* **What the task asks**
The records below must be written out exactly, with every picture left behind.

Point localization data
<<<<

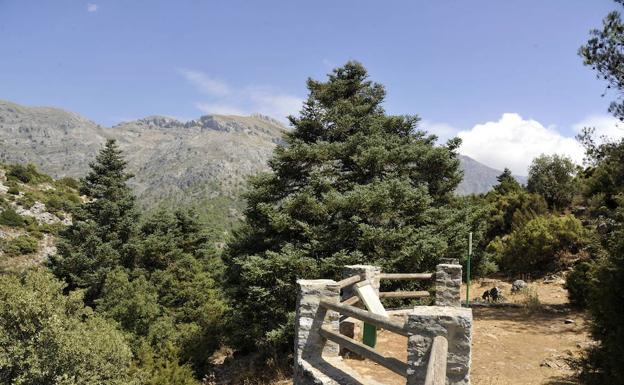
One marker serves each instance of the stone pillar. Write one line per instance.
(349, 326)
(309, 345)
(448, 284)
(367, 272)
(427, 322)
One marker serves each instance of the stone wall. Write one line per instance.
(427, 322)
(310, 317)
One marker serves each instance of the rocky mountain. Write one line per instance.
(479, 178)
(203, 162)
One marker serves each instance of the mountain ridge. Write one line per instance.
(203, 162)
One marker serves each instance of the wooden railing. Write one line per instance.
(436, 368)
(346, 308)
(388, 294)
(357, 347)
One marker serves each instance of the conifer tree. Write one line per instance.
(507, 183)
(100, 237)
(350, 185)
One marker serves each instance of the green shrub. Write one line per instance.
(24, 244)
(578, 283)
(26, 174)
(68, 182)
(540, 244)
(10, 218)
(47, 337)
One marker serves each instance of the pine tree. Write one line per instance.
(350, 185)
(100, 237)
(507, 183)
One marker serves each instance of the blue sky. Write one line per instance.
(460, 65)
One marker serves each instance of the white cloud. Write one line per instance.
(205, 83)
(227, 100)
(442, 130)
(514, 142)
(219, 109)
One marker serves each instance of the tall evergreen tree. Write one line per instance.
(350, 185)
(507, 183)
(604, 52)
(553, 177)
(100, 237)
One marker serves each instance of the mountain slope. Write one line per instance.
(479, 178)
(203, 162)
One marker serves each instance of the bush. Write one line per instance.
(24, 244)
(12, 219)
(68, 182)
(578, 283)
(26, 174)
(540, 244)
(47, 337)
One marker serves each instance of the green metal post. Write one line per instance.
(468, 269)
(369, 335)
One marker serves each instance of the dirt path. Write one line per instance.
(511, 346)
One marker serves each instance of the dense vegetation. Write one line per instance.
(147, 298)
(350, 185)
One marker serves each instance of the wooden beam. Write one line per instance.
(351, 301)
(349, 281)
(366, 316)
(356, 347)
(436, 368)
(406, 276)
(404, 294)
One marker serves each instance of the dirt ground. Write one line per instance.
(512, 345)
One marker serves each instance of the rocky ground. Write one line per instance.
(528, 344)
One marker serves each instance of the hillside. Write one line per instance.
(33, 208)
(479, 178)
(202, 162)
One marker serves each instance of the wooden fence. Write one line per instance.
(437, 361)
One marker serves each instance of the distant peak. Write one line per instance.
(161, 121)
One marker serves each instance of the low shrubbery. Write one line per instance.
(26, 174)
(47, 337)
(8, 217)
(23, 244)
(542, 244)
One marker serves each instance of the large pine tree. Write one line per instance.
(100, 237)
(350, 185)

>>>>

* **Problem solution**
One marker serves each instance of the stone pillar. Write one line per instance.
(349, 326)
(309, 345)
(448, 284)
(367, 272)
(427, 322)
One marker serves each instance of the stone wall. Write one line per instance.
(427, 322)
(310, 317)
One marker serves each instance of the rocky mountain. Write one line per instance.
(479, 178)
(203, 162)
One marker serves each instance of the mountain ridge. Write one line per instance.
(203, 162)
One marker serves each instance of the wooden railing. Write one line per instance.
(436, 368)
(346, 308)
(388, 294)
(357, 347)
One marker serves each instance of the conifer tree. Write one line per instance.
(507, 183)
(100, 237)
(350, 185)
One marker serves each instance of the green shrub. Write one line per instance.
(24, 244)
(578, 283)
(26, 174)
(68, 182)
(540, 244)
(10, 218)
(47, 337)
One marker serves each instance of the pine tree. Write one line per instance.
(350, 185)
(100, 237)
(507, 183)
One marker serves each instance of the blue sky. Write one line per instance.
(460, 65)
One marker serves each instance of the white cloud. Write one line per instance.
(205, 83)
(227, 100)
(442, 130)
(514, 142)
(219, 109)
One marker serves each instance of the tall evergreen tree. Write one line per instance.
(350, 185)
(507, 183)
(604, 52)
(553, 177)
(100, 237)
One marker serves each instance of the mountain slope. Write one line per instance.
(479, 178)
(203, 162)
One marker serves each instance of the bush. Write one line per instance.
(24, 244)
(12, 219)
(68, 182)
(578, 283)
(26, 174)
(540, 244)
(47, 337)
One marker serves each instance of the green metal post. Write one line per instance.
(468, 269)
(369, 335)
One marker serves each instance of the dirt path. Write one line per instance.
(511, 346)
One marker serves each instance of the dense vegetation. Write one line per instance.
(147, 298)
(350, 185)
One marker serves each instance of the wooden beam. Write one line per instance.
(351, 301)
(349, 281)
(366, 316)
(356, 347)
(436, 368)
(406, 276)
(404, 294)
One marker serves each instance of the dirt ground. Write one line per instance.
(512, 345)
One marker serves each instance of the rocky ground. Write one line per instance.
(528, 344)
One marker serves each instance of the hillside. Write one line per instance.
(33, 208)
(479, 178)
(202, 162)
One marker serves each instance of the wooden fence. Write one line per instance.
(437, 361)
One marker serves each instance of the distant peak. Write one line per instance.
(161, 121)
One marker serves each instance of the low shrubbery. Write one line per instance.
(26, 174)
(47, 337)
(8, 217)
(23, 244)
(542, 244)
One marker serves each instance of the large pine tree. Write one line per instance.
(100, 237)
(350, 185)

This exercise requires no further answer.